• **ASSIGNED TASK**
Count every line in the entries that contains "tail". Report that count alone.

• **RECORD EXTRACTS**
□ □ □ □ □
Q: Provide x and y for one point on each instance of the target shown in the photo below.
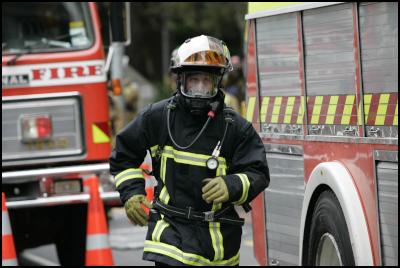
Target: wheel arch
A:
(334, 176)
□ □ □ □ □
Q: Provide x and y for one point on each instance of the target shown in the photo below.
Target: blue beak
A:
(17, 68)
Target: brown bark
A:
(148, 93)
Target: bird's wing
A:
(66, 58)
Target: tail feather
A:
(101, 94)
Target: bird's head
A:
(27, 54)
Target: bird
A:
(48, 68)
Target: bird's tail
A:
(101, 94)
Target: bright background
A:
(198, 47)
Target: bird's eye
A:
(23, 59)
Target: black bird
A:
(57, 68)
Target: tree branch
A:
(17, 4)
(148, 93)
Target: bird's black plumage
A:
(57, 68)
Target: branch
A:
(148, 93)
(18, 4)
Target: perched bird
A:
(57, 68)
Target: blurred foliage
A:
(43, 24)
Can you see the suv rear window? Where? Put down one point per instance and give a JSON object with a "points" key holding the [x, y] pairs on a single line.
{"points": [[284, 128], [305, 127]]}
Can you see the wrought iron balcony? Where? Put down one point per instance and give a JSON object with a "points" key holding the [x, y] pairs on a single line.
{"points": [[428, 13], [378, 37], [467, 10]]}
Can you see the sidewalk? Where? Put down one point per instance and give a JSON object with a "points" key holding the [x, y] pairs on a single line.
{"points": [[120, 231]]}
□ □ □ □ □
• **FINISHED TASK**
2